- Exercise instructions -
Leave every entry as it is and write the data out in full.

- Available records -

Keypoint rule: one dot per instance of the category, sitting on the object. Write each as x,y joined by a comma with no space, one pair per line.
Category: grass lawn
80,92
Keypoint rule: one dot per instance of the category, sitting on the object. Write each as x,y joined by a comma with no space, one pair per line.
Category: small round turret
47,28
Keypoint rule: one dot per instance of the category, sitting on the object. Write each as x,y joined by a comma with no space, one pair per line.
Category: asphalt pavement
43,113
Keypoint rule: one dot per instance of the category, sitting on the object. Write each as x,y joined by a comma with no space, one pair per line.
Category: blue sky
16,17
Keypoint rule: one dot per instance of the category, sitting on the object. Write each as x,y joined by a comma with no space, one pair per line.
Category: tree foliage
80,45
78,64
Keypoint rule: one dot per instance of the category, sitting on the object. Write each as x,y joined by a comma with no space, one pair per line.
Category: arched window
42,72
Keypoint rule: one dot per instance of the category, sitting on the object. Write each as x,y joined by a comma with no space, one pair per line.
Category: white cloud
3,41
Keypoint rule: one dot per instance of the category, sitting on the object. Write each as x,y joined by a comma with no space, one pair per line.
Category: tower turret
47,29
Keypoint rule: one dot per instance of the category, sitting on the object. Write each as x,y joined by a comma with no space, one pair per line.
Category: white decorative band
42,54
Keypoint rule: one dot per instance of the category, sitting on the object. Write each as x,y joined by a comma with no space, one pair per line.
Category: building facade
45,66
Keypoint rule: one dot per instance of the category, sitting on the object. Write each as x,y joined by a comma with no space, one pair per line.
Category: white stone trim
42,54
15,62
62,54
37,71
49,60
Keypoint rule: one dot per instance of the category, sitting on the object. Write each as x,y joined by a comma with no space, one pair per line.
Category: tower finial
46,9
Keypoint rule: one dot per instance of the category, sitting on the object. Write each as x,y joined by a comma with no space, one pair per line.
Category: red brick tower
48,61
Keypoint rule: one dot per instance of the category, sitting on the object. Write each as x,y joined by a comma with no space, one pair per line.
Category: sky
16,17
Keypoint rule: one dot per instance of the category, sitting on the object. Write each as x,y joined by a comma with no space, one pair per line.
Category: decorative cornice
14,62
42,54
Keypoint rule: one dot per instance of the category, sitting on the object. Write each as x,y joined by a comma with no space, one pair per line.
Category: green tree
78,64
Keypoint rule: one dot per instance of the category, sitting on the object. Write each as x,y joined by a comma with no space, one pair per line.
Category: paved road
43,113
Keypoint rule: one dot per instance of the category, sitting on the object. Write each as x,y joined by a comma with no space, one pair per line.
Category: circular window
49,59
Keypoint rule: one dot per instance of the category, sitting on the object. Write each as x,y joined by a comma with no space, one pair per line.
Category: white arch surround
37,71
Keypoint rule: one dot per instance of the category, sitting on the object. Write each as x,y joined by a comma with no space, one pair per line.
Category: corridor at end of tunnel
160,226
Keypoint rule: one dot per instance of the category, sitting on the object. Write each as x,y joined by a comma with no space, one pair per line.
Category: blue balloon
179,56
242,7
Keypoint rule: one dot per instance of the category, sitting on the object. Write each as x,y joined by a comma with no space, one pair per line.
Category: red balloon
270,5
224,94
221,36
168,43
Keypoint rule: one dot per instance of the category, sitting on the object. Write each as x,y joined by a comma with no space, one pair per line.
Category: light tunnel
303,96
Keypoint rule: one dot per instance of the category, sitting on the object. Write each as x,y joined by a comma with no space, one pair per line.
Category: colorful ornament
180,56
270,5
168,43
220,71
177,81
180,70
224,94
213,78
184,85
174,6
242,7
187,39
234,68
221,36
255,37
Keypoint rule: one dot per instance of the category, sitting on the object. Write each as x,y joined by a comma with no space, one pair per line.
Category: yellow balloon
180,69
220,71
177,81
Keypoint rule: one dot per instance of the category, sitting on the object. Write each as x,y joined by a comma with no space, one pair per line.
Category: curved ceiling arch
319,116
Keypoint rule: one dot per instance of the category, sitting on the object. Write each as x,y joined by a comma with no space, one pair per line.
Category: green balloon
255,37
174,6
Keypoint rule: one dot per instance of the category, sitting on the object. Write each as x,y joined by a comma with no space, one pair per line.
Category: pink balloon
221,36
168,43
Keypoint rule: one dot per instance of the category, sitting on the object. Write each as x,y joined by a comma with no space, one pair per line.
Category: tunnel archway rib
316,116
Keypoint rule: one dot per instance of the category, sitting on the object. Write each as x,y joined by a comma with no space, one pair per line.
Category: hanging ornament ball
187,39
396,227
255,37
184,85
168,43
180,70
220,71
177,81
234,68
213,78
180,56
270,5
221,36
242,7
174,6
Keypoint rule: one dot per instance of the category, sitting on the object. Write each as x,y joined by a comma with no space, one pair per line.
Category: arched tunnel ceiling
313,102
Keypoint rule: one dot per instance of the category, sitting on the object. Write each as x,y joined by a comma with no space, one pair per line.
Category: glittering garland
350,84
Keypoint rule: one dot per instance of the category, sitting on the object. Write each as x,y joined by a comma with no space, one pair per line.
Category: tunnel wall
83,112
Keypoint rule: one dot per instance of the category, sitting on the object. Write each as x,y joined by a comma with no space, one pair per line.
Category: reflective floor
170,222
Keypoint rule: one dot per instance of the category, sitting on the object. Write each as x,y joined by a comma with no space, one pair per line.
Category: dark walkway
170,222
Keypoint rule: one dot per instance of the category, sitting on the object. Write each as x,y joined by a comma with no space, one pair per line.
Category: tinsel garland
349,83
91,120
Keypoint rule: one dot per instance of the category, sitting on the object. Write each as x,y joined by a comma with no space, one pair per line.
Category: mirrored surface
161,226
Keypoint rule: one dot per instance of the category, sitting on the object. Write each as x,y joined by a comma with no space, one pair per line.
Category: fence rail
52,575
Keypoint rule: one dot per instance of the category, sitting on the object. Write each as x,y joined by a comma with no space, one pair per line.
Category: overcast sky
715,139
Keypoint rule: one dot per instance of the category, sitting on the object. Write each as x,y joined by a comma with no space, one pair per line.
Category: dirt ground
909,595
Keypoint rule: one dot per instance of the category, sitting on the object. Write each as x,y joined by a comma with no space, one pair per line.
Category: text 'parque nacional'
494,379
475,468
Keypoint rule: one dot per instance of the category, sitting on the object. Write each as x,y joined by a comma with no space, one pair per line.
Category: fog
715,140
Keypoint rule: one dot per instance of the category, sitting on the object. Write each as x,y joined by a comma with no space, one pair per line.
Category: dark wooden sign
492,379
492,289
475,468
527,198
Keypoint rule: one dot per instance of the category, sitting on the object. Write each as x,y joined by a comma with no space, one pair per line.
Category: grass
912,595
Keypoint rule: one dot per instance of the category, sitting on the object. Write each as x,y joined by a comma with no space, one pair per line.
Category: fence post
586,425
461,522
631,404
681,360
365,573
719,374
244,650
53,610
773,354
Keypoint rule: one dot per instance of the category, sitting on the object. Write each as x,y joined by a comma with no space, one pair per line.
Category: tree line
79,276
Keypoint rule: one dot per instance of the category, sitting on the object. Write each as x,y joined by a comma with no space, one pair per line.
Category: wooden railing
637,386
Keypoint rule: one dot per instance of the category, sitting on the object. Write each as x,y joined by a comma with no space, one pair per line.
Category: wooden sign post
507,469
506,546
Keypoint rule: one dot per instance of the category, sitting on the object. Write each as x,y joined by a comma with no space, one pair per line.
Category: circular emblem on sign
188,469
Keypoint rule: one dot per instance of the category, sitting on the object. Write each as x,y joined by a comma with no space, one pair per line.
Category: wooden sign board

- Output for this exercise -
Keypoint rule: one dot per instance of the category, sitting on the object. Write each as x,y joined by a comma with no space, one pair per line.
Category: grass lawn
80,92
Keypoint rule: one dot per instance of the category, sitting on the object. Write each as x,y joined by a comma with no space, one pair per line.
Category: small round turret
47,28
Keypoint rule: one dot per instance of the category, sitting on the object. Write each as x,y joined by a comma with no space, one pair per line.
Category: asphalt pavement
43,113
Keypoint rule: one dot per instance of the category, sitting on the object. Write each as x,y joined by a comma with no space, one pair per line.
Category: blue sky
16,17
Keypoint rule: one dot per instance of the category, sitting on the object. Write each as x,y joined by a comma with no space, one pair per line.
Category: tree foliage
80,45
78,64
Keypoint rule: one dot per instance of the category, sitting on the object. Write each as x,y joined by a comma with no space, one pair per line.
Category: arched window
42,72
Keypoint rule: one dot per instance of the category, sitting on the object. Write each as x,y joined by a comma with no space, one pair per line.
Category: white cloud
3,41
Keypoint rule: one dot per instance of the category, sitting on the object. Write each as x,y joined by a comma with no space, one pair per line.
Category: tower turret
47,29
Keypoint rule: one dot per instance of the category, sitting on the object. Write each as x,y joined by a comma with no space, one pair per line.
Category: white decorative band
42,54
Keypoint rule: one dot per instance of the category, sitting on the object. Write each as x,y joined by a comma with no space, one pair per line.
Category: building facade
45,66
Keypoint rule: one dot per instance of the category, sitting on the object. Write each as x,y joined by a comma with no space, one pair per line.
Category: white stone trim
42,54
15,62
62,54
37,71
49,60
Keypoint rule: one dot per instance of the category, sitting on the object. Write each as x,y joined by a comma with no space, one pair per line.
Category: tower finial
46,9
Keypoint rule: one dot per instance of the category, sitting on the object. Write each as x,y joined by a comma with no space, one pair per line.
Category: red brick tower
48,61
Keypoint rule: one dot per instance of the category, sitting on the object. Write each as x,y joined by a comma with no space, one pair per line.
Category: sky
16,17
Keypoint rule: one dot per instance of the category, sitting on the object. Write each as x,y joined by a comma with no space, one pair per line.
Category: decorative cornice
14,62
42,54
Keypoint rule: one dot per instance of the category, sitting on the object. Write each as x,y joined by a comma with no space, one pair per line.
Category: green tree
78,64
Keypoint rule: one dot per instance of the category, sitting on the object. Write each as x,y joined by a comma with no space, one pair per line.
Category: paved road
43,113
Keypoint rule: one dot per instance of the category, sitting on the object. Write each as x,y joined by a comma with no space, one pair per line.
Category: circular window
49,59
Keypoint rule: one dot per instance of the category, sitting on the object. Write each as x,y joined by a comma with no space, one pair per line.
Category: white arch surround
37,71
Keypoint rule: one dot per instance of the category, sitting on the object. Write each as x,y joined by a comma with no space, one pair per line.
Category: corridor at end of tunnel
160,226
Keypoint rule: one dot per instance of the category, sitting on the object. Write each as x,y joined by a comma with no space, one pair per line.
Category: blue balloon
179,56
242,7
Keypoint rule: one dot per instance of the category, sitting on the object. Write each as x,y joined by a comma with no space, one pair per line.
Category: red balloon
270,5
224,94
221,36
168,43
Keypoint rule: one dot per instance of the category, sitting on the object. Write each as x,y joined by a comma with no space, one pair per line.
Category: light tunnel
303,96
Keypoint rule: one dot per instance of the category, sitting on the object. Write each as x,y joined by a comma with no space, one pair per line.
Category: colorful ornament
180,56
270,5
168,43
220,71
177,81
180,70
224,94
213,78
184,85
174,6
242,7
187,39
234,68
221,36
255,37
Keypoint rule: one dot per instance of the category, sitting on the object. Write each as x,y joined by a comma with no space, one pair per line.
Category: yellow balloon
180,69
220,71
177,81
Keypoint rule: one dot per instance of the category, sitting on the object. Write each as x,y joined by a comma with no space, one pair per line.
Category: curved ceiling arch
319,116
Keypoint rule: one dot per instance of the category, sitting on the object. Write each as x,y joined by a comma with no space, one pair per line.
Category: green balloon
255,37
174,6
Keypoint rule: one dot per instance of the category, sitting on the object. Write each as x,y joined by a comma with no space, one pair per line.
Category: pink balloon
221,36
168,43
Keypoint rule: one dot per instance of the category, sitting on the object. Write each as x,y joined by a comma with no space, one pair per line.
Category: tunnel archway rib
316,116
Keypoint rule: one dot per instance of the category, sitting on the object. Write each as x,y joined by a comma with no space, one pair per line.
Category: hanging ornament ball
187,39
396,227
255,37
184,85
168,43
180,70
220,71
177,81
234,68
213,78
180,56
270,5
221,36
242,7
174,6
Keypoint rule: one dot per instance of the category, sitting on the object. Write each as x,y joined by a comma with no space, one pair per line.
Category: arched tunnel ceiling
313,102
Keypoint rule: one dot per instance of the category, sitting on the object. Write each as x,y joined by a comma with no space, one pair per line.
Category: glittering garland
350,84
Keypoint rule: one dot per instance of the category, sitting on the object. Write each as x,y joined by a comma with no space, one pair per line.
Category: tunnel wall
83,112
Keypoint rule: one dot per instance of the category, sitting on the object. Write each as x,y joined by a comma with no space, one pair per line.
Category: reflective floor
170,222
Keypoint rule: one dot per instance of the category, sitting on the object. Write each as x,y joined by a comma with no space, one pair per line.
Category: dark walkway
170,222
Keypoint rule: one dot per instance of the category, sitting on the object. Write each as x,y joined by a comma with no space, one pair per line.
Category: tinsel garland
349,83
91,120
Keypoint rule: one dot per instance of the category, sitting on the object. Write each as x,y joined by a comma with no space, one pair per line.
Category: mirrored surface
161,226
Keypoint rule: one dot per instance of the category, sitting on the object. Write each as x,y joined by a comma with no space, one pair per line.
Category: fence rail
52,575
Keypoint rule: one dot per instance of the category, sitting on the object. Write each as x,y joined by a comma with no space, one pair per line.
Category: overcast sky
715,139
Keypoint rule: one dot per instance of the category, sitting on the object. Write each as x,y joined by a comma with no space, one pair per line.
Category: dirt ground
909,595
Keypoint rule: one dot per instance of the category, sitting on the object. Write each as x,y joined by a comma with no space, one pair per line.
Category: text 'parque nacional'
494,379
475,468
Keypoint rule: one dot per instance of the category, sitting on the object. Write each as x,y joined by a comma with no space, one pair per line.
Category: fog
715,140
Keypoint rule: one dot per instance of the category, sitting on the object. Write each as x,y joined by a comma with no space, one pair per line.
Category: dark wooden sign
492,379
492,289
475,468
527,198
Keypoint rule: one dot per instance of the category, sitting on the object. Write each as x,y joined by a comma with no space, one pair per line.
Category: grass
912,595
Keypoint rule: one dot per instance of the category, sitting on the object. Write each as x,y joined by a comma with no space, one pair per line.
Category: fence post
586,425
461,522
631,404
681,360
365,573
719,374
244,650
53,610
773,354
Keypoint rule: one dot per instance of the category, sitting on the object. Write each as x,y joined by a comma with no space, one pair per line.
Category: tree line
79,276
Keypoint rule: one dot per instance of the category, sitting on the object. Write each as x,y joined by a comma with no space, one pair per line.
Category: wooden railing
637,386
Keypoint rule: one dot per instance of the category, sitting on the object. Write each as x,y joined by a comma with no space, one pair per line.
Category: wooden sign post
507,469
506,546
Keypoint rule: one dot per instance of the category, sitting on the object. Write each as x,y joined by a comma with no space, one pair per line.
Category: circular emblem on sign
188,469
Keypoint rule: one dot per instance of the category, sitting on the object. Write each as x,y joined by a comma with no space, one pair per line.
Category: wooden sign board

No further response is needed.